Turn the data, from its first line through the line containing "Now the grey", into a Markdown table with the columns No. and Line, one row per line, leaving out any blank lines.

─── STORED DATA ───

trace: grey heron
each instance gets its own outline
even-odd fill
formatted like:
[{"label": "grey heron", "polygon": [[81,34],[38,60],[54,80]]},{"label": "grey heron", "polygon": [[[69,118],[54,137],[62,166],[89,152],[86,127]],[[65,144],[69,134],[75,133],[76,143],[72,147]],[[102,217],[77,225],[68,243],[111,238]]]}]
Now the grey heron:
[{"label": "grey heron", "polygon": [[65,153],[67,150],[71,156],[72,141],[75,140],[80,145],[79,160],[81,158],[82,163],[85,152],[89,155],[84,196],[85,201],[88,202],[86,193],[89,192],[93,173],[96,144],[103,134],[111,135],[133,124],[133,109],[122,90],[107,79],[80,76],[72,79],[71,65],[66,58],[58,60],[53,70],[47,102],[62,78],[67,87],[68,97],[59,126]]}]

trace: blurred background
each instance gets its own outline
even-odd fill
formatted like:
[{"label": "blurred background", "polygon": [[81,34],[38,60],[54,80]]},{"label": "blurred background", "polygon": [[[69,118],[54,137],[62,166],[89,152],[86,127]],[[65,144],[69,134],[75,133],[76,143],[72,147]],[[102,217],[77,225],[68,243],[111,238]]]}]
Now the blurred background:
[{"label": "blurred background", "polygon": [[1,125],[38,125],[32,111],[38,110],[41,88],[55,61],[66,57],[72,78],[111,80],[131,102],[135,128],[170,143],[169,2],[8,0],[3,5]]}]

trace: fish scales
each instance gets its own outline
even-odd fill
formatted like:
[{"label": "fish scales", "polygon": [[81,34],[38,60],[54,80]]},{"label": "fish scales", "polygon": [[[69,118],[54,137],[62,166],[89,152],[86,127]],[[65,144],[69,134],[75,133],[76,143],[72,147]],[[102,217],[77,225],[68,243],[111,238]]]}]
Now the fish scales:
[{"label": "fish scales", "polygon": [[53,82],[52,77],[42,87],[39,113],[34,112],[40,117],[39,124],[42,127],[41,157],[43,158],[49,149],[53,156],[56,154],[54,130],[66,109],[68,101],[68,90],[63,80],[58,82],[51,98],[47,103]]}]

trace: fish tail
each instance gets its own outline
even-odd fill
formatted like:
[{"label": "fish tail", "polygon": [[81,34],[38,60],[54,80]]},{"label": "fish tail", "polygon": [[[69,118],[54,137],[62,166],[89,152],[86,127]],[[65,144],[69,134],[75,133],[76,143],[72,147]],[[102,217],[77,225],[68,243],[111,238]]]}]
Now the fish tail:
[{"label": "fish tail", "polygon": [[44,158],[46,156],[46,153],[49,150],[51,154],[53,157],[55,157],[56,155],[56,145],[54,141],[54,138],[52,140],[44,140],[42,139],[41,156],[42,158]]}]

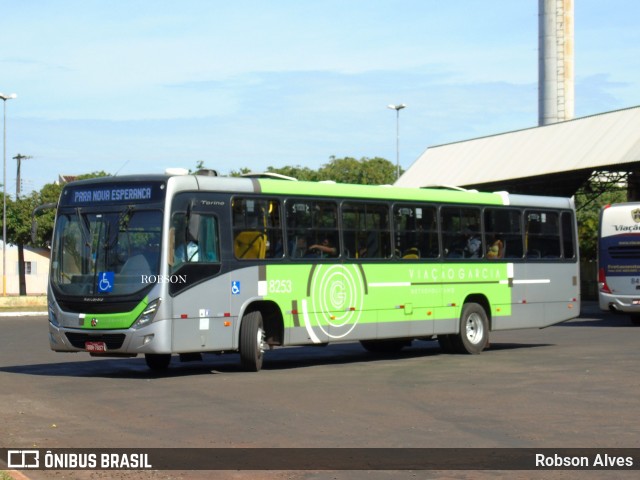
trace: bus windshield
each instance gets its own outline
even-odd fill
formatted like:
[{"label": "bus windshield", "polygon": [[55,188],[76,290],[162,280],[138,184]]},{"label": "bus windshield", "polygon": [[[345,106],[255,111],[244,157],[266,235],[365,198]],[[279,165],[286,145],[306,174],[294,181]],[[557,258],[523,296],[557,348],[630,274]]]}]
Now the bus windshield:
[{"label": "bus windshield", "polygon": [[162,212],[131,206],[58,215],[51,284],[65,295],[131,295],[157,275]]}]

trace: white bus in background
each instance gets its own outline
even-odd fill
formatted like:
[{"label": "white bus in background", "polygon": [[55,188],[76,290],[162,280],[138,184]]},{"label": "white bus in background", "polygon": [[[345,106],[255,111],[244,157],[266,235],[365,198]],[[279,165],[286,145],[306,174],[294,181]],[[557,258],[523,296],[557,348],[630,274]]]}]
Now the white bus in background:
[{"label": "white bus in background", "polygon": [[640,324],[640,203],[605,206],[599,225],[600,309],[626,313]]}]

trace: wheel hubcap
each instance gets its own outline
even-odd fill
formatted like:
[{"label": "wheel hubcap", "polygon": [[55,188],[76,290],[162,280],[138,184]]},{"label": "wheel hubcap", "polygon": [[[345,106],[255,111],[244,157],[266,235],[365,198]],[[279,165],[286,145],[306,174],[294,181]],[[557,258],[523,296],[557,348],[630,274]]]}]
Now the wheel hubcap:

───

• ANSWER TO THE TASK:
| No. | Line |
|---|---|
| 1 | trace: grey heron |
| 2 | each instance gets its own outline |
| 3 | even-odd fill |
| 4 | formatted like: |
| 5 | [{"label": "grey heron", "polygon": [[81,34],[38,60],[54,80]]},{"label": "grey heron", "polygon": [[[69,118],[54,137],[62,166],[89,152],[86,127]],[[65,144],[69,134],[75,133],[76,143],[72,147]],[[102,217],[77,225],[68,243],[111,238]]]}] |
| 6 | Now the grey heron: |